To be done — Emit only the lines from the line containing "One point for each instance of the purple" through the last line of the entries, unchanged.

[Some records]
◇ ◇ ◇ ◇

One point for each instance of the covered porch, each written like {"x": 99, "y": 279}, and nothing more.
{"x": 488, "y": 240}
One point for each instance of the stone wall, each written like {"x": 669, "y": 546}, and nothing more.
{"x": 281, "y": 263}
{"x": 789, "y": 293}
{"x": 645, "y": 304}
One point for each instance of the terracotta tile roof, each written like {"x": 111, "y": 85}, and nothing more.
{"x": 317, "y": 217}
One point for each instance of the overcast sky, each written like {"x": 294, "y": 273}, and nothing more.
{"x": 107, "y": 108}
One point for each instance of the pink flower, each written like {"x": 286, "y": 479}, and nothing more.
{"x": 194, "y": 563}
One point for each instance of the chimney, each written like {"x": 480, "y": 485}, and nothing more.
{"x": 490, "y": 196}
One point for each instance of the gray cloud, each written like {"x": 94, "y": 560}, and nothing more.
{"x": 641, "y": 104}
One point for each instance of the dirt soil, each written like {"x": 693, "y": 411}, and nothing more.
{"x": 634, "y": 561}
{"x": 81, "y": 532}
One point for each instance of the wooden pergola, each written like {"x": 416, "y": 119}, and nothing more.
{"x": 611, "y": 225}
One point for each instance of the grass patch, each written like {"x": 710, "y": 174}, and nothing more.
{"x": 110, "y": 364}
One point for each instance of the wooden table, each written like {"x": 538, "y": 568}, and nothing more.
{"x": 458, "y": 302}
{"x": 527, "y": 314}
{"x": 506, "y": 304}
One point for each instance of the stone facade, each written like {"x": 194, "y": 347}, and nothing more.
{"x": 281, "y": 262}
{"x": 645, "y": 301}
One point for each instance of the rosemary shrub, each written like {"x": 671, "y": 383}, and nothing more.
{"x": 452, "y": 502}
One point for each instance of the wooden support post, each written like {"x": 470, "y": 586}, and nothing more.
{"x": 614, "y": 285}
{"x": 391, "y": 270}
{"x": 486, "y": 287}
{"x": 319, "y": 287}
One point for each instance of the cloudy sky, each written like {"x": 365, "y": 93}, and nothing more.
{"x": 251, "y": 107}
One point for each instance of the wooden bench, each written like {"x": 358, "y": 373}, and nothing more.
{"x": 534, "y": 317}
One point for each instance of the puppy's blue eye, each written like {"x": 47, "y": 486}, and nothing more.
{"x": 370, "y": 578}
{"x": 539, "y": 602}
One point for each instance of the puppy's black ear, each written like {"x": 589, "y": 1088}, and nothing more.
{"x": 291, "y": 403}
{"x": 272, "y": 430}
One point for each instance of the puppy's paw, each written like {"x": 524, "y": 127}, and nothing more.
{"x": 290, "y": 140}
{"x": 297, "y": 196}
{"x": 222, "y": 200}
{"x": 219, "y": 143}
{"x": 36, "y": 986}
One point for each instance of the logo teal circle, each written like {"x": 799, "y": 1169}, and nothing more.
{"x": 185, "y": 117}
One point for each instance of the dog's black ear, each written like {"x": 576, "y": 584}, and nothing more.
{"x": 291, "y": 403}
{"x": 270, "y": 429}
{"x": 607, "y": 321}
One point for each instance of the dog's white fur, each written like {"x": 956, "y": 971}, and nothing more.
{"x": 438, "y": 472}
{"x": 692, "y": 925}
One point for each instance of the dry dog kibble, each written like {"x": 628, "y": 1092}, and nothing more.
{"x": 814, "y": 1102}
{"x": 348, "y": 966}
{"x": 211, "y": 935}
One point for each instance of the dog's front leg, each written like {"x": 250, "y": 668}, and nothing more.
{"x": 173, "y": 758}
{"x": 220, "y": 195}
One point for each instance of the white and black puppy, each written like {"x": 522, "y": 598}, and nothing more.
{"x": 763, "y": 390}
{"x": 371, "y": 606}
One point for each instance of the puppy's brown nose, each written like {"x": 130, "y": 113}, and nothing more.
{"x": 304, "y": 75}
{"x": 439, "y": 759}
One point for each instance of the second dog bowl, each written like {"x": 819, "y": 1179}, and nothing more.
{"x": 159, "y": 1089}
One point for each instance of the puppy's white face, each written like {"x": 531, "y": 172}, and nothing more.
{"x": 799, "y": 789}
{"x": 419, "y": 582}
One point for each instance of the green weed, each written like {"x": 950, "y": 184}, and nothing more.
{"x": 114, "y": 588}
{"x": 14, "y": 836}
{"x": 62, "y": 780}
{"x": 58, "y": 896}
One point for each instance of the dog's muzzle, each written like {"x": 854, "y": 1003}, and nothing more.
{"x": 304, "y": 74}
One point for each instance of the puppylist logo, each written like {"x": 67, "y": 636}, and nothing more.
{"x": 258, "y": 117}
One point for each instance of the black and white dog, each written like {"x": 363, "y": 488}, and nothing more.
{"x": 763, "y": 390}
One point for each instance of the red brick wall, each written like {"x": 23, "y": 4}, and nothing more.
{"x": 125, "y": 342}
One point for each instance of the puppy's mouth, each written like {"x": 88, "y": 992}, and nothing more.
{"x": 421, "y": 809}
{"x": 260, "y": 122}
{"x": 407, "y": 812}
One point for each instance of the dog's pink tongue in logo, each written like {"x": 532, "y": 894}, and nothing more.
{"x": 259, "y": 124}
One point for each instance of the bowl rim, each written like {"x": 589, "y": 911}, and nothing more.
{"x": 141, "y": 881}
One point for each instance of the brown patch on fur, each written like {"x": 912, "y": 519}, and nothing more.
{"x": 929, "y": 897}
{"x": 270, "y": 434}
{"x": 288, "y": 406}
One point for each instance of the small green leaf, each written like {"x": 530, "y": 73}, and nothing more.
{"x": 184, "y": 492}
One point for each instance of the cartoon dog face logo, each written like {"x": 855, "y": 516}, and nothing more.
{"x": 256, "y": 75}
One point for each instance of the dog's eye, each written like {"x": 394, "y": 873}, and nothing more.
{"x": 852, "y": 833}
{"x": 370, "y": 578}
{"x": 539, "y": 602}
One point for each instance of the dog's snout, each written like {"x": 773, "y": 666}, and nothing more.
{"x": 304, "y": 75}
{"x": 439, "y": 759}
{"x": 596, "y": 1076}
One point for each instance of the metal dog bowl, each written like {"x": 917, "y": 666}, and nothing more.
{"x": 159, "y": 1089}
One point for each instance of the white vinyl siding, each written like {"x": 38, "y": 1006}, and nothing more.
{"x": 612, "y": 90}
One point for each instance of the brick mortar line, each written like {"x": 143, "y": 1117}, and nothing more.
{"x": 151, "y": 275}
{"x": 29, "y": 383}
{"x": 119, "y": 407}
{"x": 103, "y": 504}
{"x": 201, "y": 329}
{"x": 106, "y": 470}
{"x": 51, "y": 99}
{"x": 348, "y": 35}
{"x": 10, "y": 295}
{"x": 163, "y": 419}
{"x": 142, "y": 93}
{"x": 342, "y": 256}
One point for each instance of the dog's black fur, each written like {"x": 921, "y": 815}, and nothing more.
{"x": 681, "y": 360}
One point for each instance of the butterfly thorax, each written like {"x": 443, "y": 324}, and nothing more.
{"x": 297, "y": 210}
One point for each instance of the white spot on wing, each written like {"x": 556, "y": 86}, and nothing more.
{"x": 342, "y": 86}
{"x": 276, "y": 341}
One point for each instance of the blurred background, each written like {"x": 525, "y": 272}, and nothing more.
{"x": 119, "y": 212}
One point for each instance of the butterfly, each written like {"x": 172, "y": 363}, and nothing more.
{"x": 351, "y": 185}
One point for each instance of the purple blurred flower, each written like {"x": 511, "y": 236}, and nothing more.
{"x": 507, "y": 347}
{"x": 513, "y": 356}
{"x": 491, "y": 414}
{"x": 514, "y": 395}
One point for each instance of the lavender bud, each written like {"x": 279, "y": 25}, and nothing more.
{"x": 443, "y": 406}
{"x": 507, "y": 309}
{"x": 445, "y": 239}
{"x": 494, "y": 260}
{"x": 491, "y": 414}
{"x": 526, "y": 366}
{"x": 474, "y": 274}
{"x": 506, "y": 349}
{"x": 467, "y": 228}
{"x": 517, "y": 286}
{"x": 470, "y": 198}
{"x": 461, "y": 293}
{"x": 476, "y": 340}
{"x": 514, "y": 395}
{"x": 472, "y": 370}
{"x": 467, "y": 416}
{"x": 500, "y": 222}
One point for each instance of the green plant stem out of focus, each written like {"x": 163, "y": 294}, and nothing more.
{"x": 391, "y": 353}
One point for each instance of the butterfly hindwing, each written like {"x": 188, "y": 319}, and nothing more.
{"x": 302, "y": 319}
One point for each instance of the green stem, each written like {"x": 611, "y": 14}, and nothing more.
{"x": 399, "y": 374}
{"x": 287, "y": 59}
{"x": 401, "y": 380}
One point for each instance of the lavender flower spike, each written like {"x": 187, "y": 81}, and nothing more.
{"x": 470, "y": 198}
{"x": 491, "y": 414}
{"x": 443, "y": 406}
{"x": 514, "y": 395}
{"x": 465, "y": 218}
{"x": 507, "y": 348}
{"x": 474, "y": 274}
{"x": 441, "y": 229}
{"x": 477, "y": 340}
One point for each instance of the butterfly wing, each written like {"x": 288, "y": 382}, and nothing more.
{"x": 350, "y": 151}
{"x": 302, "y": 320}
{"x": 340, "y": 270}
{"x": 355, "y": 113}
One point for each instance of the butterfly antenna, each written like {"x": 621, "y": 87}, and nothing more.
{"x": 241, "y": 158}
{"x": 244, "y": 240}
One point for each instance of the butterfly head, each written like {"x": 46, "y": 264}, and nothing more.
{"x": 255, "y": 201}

◇ ◇ ◇ ◇

Full solution —
One point for each instance of the purple blurred flower, each written like {"x": 511, "y": 236}, and nothing more.
{"x": 507, "y": 347}
{"x": 513, "y": 356}
{"x": 491, "y": 414}
{"x": 514, "y": 395}
One point for each instance of the lavender bud, each written like {"x": 279, "y": 25}, and nothing more.
{"x": 443, "y": 406}
{"x": 507, "y": 309}
{"x": 445, "y": 239}
{"x": 494, "y": 260}
{"x": 491, "y": 414}
{"x": 526, "y": 366}
{"x": 474, "y": 274}
{"x": 506, "y": 349}
{"x": 467, "y": 228}
{"x": 517, "y": 286}
{"x": 470, "y": 198}
{"x": 461, "y": 293}
{"x": 476, "y": 340}
{"x": 514, "y": 395}
{"x": 472, "y": 370}
{"x": 467, "y": 416}
{"x": 500, "y": 222}
One point for each instance of the green plant stem out of focus, each written like {"x": 163, "y": 294}, and nothing more.
{"x": 391, "y": 353}
One point for each instance of the butterfly hindwing, each written like {"x": 188, "y": 319}, and nothing more.
{"x": 302, "y": 319}
One point for each instance of the green stem, each written like {"x": 611, "y": 14}, and nothing more.
{"x": 399, "y": 374}
{"x": 287, "y": 59}
{"x": 401, "y": 380}
One point for each instance of the lavender flower spike, each written like {"x": 187, "y": 81}, and nothing more.
{"x": 470, "y": 198}
{"x": 491, "y": 414}
{"x": 443, "y": 406}
{"x": 514, "y": 395}
{"x": 465, "y": 218}
{"x": 507, "y": 348}
{"x": 474, "y": 274}
{"x": 441, "y": 229}
{"x": 477, "y": 340}
One point for each instance of the butterfly wing, each written like {"x": 288, "y": 382}, and nothing more.
{"x": 350, "y": 151}
{"x": 302, "y": 320}
{"x": 340, "y": 270}
{"x": 355, "y": 113}
One point for each instance of the butterfly antenna, each written like {"x": 621, "y": 87}, and nothing more.
{"x": 241, "y": 158}
{"x": 244, "y": 240}
One point for each instance of the butterfly head, each written like {"x": 46, "y": 264}, and nothing more.
{"x": 255, "y": 201}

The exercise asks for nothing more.